(Dataset entries)

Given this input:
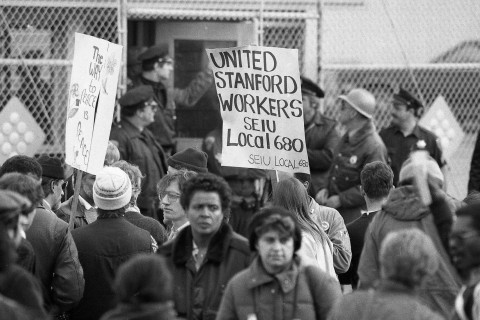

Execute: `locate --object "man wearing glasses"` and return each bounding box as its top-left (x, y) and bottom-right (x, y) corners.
top-left (132, 46), bottom-right (213, 154)
top-left (110, 85), bottom-right (168, 220)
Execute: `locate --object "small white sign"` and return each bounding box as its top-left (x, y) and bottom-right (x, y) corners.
top-left (206, 46), bottom-right (309, 174)
top-left (65, 33), bottom-right (122, 175)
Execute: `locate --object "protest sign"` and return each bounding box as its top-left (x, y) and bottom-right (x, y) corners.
top-left (206, 46), bottom-right (309, 174)
top-left (65, 33), bottom-right (122, 175)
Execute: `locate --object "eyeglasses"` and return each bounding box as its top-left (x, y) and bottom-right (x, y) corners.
top-left (159, 58), bottom-right (174, 65)
top-left (144, 100), bottom-right (158, 111)
top-left (160, 192), bottom-right (181, 203)
top-left (450, 230), bottom-right (480, 243)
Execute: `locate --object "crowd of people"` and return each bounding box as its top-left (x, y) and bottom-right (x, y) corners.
top-left (0, 44), bottom-right (479, 320)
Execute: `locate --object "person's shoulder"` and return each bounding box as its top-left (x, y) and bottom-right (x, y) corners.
top-left (229, 231), bottom-right (250, 256)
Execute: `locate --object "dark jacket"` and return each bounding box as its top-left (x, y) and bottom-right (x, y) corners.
top-left (132, 72), bottom-right (213, 149)
top-left (380, 124), bottom-right (444, 186)
top-left (100, 301), bottom-right (178, 320)
top-left (125, 208), bottom-right (168, 245)
top-left (216, 256), bottom-right (341, 320)
top-left (327, 121), bottom-right (388, 224)
top-left (71, 217), bottom-right (153, 320)
top-left (308, 199), bottom-right (351, 274)
top-left (56, 196), bottom-right (97, 229)
top-left (110, 119), bottom-right (167, 214)
top-left (0, 293), bottom-right (32, 320)
top-left (158, 223), bottom-right (250, 320)
top-left (26, 204), bottom-right (84, 315)
top-left (328, 280), bottom-right (443, 320)
top-left (16, 238), bottom-right (36, 274)
top-left (358, 186), bottom-right (461, 319)
top-left (305, 113), bottom-right (341, 193)
top-left (0, 264), bottom-right (47, 319)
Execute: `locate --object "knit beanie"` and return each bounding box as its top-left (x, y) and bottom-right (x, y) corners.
top-left (399, 155), bottom-right (444, 185)
top-left (93, 167), bottom-right (132, 210)
top-left (167, 148), bottom-right (208, 173)
top-left (36, 154), bottom-right (64, 179)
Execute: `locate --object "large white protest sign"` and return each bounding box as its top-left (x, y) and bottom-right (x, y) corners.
top-left (206, 46), bottom-right (309, 174)
top-left (65, 33), bottom-right (122, 175)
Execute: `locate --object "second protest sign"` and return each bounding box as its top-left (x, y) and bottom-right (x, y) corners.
top-left (207, 45), bottom-right (309, 174)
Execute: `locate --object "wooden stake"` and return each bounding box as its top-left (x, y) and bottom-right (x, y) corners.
top-left (68, 170), bottom-right (83, 232)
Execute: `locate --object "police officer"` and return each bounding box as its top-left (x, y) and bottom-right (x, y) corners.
top-left (302, 77), bottom-right (341, 195)
top-left (110, 85), bottom-right (168, 220)
top-left (132, 46), bottom-right (213, 154)
top-left (316, 88), bottom-right (388, 224)
top-left (380, 88), bottom-right (444, 186)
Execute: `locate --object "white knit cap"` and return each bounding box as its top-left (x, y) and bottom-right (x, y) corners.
top-left (93, 166), bottom-right (132, 210)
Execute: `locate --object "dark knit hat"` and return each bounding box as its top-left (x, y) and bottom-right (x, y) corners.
top-left (93, 167), bottom-right (132, 210)
top-left (167, 148), bottom-right (208, 173)
top-left (0, 190), bottom-right (31, 228)
top-left (36, 155), bottom-right (64, 179)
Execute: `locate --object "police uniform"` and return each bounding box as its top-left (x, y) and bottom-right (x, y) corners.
top-left (327, 121), bottom-right (388, 224)
top-left (301, 77), bottom-right (341, 194)
top-left (380, 124), bottom-right (444, 186)
top-left (380, 88), bottom-right (444, 186)
top-left (110, 86), bottom-right (168, 219)
top-left (131, 46), bottom-right (213, 151)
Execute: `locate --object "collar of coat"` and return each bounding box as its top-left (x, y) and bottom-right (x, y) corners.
top-left (344, 120), bottom-right (376, 146)
top-left (246, 256), bottom-right (300, 294)
top-left (171, 222), bottom-right (234, 265)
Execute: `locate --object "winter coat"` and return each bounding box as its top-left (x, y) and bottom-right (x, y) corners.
top-left (56, 196), bottom-right (97, 229)
top-left (327, 121), bottom-right (388, 224)
top-left (101, 301), bottom-right (178, 320)
top-left (305, 112), bottom-right (341, 194)
top-left (358, 185), bottom-right (461, 319)
top-left (125, 207), bottom-right (168, 245)
top-left (328, 280), bottom-right (443, 320)
top-left (158, 222), bottom-right (251, 320)
top-left (71, 217), bottom-right (153, 320)
top-left (216, 256), bottom-right (341, 320)
top-left (0, 264), bottom-right (47, 319)
top-left (110, 119), bottom-right (167, 215)
top-left (308, 198), bottom-right (351, 274)
top-left (25, 204), bottom-right (84, 315)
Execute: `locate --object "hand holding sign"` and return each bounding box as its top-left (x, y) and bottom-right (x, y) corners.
top-left (206, 46), bottom-right (309, 174)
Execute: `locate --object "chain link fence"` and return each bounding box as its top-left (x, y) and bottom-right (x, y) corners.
top-left (0, 0), bottom-right (477, 198)
top-left (320, 0), bottom-right (480, 199)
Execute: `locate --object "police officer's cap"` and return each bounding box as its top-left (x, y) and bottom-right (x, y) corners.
top-left (394, 87), bottom-right (422, 110)
top-left (137, 45), bottom-right (168, 62)
top-left (118, 85), bottom-right (154, 107)
top-left (301, 77), bottom-right (324, 98)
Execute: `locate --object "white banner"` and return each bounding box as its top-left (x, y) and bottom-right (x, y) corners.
top-left (65, 33), bottom-right (122, 175)
top-left (206, 46), bottom-right (309, 174)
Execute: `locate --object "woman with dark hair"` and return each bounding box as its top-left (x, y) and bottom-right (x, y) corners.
top-left (272, 177), bottom-right (336, 278)
top-left (216, 207), bottom-right (341, 320)
top-left (101, 254), bottom-right (177, 320)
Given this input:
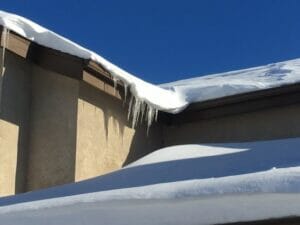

**About this exercise**: Transcribe the data verbatim. No picture belongs in the result.

**Answer space**:
Given this input:

Execute: `locate --object "man wearing glasses"` and return each bounding box as its top-left (x, y) and bottom-right (x, y) corners.
top-left (132, 46), bottom-right (213, 154)
top-left (110, 85), bottom-right (168, 220)
Execute: `locate --object "small white sign"` and return each bounding box as its top-left (x, y) and bottom-right (x, y) corners.
top-left (206, 46), bottom-right (309, 174)
top-left (65, 33), bottom-right (122, 175)
Execute: `locate --object "protest sign"` and return each bounding box as its top-left (x, y) and bottom-right (x, y) corners.
top-left (206, 46), bottom-right (309, 174)
top-left (65, 33), bottom-right (122, 175)
Execute: `locate --object "eyeglasses"` and return each bounding box as its top-left (x, y) and bottom-right (x, y) corners.
top-left (159, 58), bottom-right (174, 65)
top-left (144, 100), bottom-right (158, 111)
top-left (160, 192), bottom-right (181, 203)
top-left (450, 230), bottom-right (480, 243)
Execute: `locate --object "crowd of people"` and return each bounding box as its top-left (x, y) and bottom-right (x, y) corners.
top-left (0, 44), bottom-right (479, 320)
Execute: `locate --object "person's shoulder"` and return each bounding box as its top-left (x, y) and bottom-right (x, y) corners.
top-left (229, 231), bottom-right (250, 256)
Execute: `locate --object "dark jacket"` and return each bounding box as its top-left (x, y) and bottom-right (x, y) corners.
top-left (132, 72), bottom-right (213, 149)
top-left (380, 124), bottom-right (444, 186)
top-left (100, 301), bottom-right (178, 320)
top-left (125, 208), bottom-right (168, 245)
top-left (216, 256), bottom-right (341, 320)
top-left (327, 121), bottom-right (388, 224)
top-left (71, 217), bottom-right (153, 320)
top-left (308, 199), bottom-right (351, 274)
top-left (56, 196), bottom-right (97, 229)
top-left (110, 119), bottom-right (167, 214)
top-left (0, 293), bottom-right (32, 320)
top-left (158, 223), bottom-right (250, 320)
top-left (26, 204), bottom-right (84, 315)
top-left (328, 280), bottom-right (443, 320)
top-left (16, 238), bottom-right (36, 274)
top-left (358, 186), bottom-right (461, 319)
top-left (305, 113), bottom-right (341, 193)
top-left (0, 264), bottom-right (47, 319)
Execute: `locate --object "knit beanie"` and return each bounding box as its top-left (x, y) and bottom-right (x, y) corners.
top-left (399, 155), bottom-right (444, 185)
top-left (93, 167), bottom-right (132, 210)
top-left (167, 148), bottom-right (208, 173)
top-left (36, 154), bottom-right (64, 179)
Execute: `locate --object "large white protest sign"` and return each bounding box as its top-left (x, y) and bottom-right (x, y) corners.
top-left (206, 46), bottom-right (309, 174)
top-left (65, 33), bottom-right (122, 175)
Execute: `locate --object "second protest sign"` and return each bounding box as its top-left (x, y) and bottom-right (x, y) corners.
top-left (207, 45), bottom-right (309, 174)
Execute: `locate --object "wooden stake"` and return each bounding box as its top-left (x, y) and bottom-right (x, y) corners.
top-left (68, 170), bottom-right (83, 232)
Execute: `locate --object "police officer"` and return each bounding box as its top-left (x, y) and bottom-right (x, y) corners.
top-left (302, 77), bottom-right (341, 195)
top-left (110, 85), bottom-right (168, 220)
top-left (132, 46), bottom-right (213, 154)
top-left (316, 88), bottom-right (388, 224)
top-left (380, 88), bottom-right (444, 186)
Execute: `locate --object "white knit cap"` and return each bounding box as its top-left (x, y) and bottom-right (x, y) corners.
top-left (93, 166), bottom-right (132, 210)
Execute: `locate --object "dark knit hat"` and return each bounding box as its top-left (x, y) and bottom-right (x, y) corners.
top-left (93, 167), bottom-right (132, 210)
top-left (167, 148), bottom-right (208, 173)
top-left (0, 190), bottom-right (31, 228)
top-left (36, 155), bottom-right (64, 179)
Execute: `locate --object "police uniform"` and return each bounding box as its top-left (x, y) and bottom-right (x, y) corners.
top-left (327, 121), bottom-right (388, 224)
top-left (301, 77), bottom-right (341, 194)
top-left (380, 124), bottom-right (444, 186)
top-left (380, 88), bottom-right (444, 186)
top-left (110, 86), bottom-right (168, 219)
top-left (131, 46), bottom-right (213, 151)
Execute: `locate --object "collar of coat"` and return each bounding box as its top-left (x, y) and bottom-right (x, y) corners.
top-left (344, 120), bottom-right (376, 146)
top-left (246, 256), bottom-right (300, 294)
top-left (171, 222), bottom-right (234, 265)
Execute: `locate --object "winter coat"` and return each bounding box as its top-left (x, y) and bottom-right (x, y) corners.
top-left (56, 196), bottom-right (97, 229)
top-left (327, 121), bottom-right (388, 224)
top-left (101, 301), bottom-right (178, 320)
top-left (305, 112), bottom-right (341, 194)
top-left (358, 185), bottom-right (461, 319)
top-left (125, 207), bottom-right (168, 245)
top-left (328, 280), bottom-right (443, 320)
top-left (158, 222), bottom-right (251, 320)
top-left (71, 217), bottom-right (153, 320)
top-left (216, 256), bottom-right (341, 320)
top-left (0, 264), bottom-right (47, 319)
top-left (110, 119), bottom-right (167, 215)
top-left (308, 198), bottom-right (351, 274)
top-left (25, 204), bottom-right (84, 315)
Execute: `locate --object "hand holding sign"` and return each bounding box as its top-left (x, y) and bottom-right (x, y) corners.
top-left (206, 46), bottom-right (309, 174)
Execute: `locate --object "chain link fence"` and return each bounding box as its top-left (x, y) and bottom-right (x, y) corners.
top-left (0, 0), bottom-right (477, 198)
top-left (320, 0), bottom-right (480, 199)
Execute: `locate --object "police officer's cap"` and return each bounding box as its top-left (x, y) and bottom-right (x, y) corners.
top-left (394, 87), bottom-right (422, 110)
top-left (137, 45), bottom-right (168, 62)
top-left (118, 85), bottom-right (154, 107)
top-left (301, 77), bottom-right (324, 98)
Execute: `locate --object "white banner"` and return each bounding box as its top-left (x, y) and bottom-right (x, y) corners.
top-left (65, 33), bottom-right (122, 175)
top-left (206, 46), bottom-right (309, 174)
Execute: `locate --object "woman with dark hair"` and return each bounding box as its top-left (x, y) and bottom-right (x, y) corners.
top-left (272, 177), bottom-right (336, 278)
top-left (216, 207), bottom-right (341, 320)
top-left (101, 254), bottom-right (177, 320)
Given this input:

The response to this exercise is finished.